**Written request:** Lay out the records below, from the line containing "Where can the puppy head" through the last line of the records, as a Markdown table with the columns Row and Line. Number each row and leave out blank lines.

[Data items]

+++

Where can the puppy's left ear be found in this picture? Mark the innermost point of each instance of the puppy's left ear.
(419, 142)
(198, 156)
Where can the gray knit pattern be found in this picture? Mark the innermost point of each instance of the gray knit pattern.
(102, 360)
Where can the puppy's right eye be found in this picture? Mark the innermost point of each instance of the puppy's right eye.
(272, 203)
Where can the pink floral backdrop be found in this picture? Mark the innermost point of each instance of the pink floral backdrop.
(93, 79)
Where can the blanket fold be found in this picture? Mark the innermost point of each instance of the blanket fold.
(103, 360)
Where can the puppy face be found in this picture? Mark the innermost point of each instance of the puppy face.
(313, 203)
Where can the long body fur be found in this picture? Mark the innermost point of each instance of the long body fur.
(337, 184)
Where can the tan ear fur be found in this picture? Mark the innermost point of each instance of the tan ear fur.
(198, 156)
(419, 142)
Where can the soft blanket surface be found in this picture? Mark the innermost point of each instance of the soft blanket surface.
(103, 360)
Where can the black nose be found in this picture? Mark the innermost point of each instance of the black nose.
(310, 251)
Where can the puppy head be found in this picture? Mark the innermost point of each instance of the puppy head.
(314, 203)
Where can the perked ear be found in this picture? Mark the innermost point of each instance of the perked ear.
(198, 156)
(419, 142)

+++

**Task output:**
| Row | Line |
|---|---|
| 1 | Where can the puppy head be found in this picture? Mark the innermost point of each instance of the puppy head. |
| 2 | (314, 203) |
| 3 | Where can the perked ear be found in this picture? Mark the innermost point of each instance of the perked ear. |
| 4 | (198, 156) |
| 5 | (419, 142) |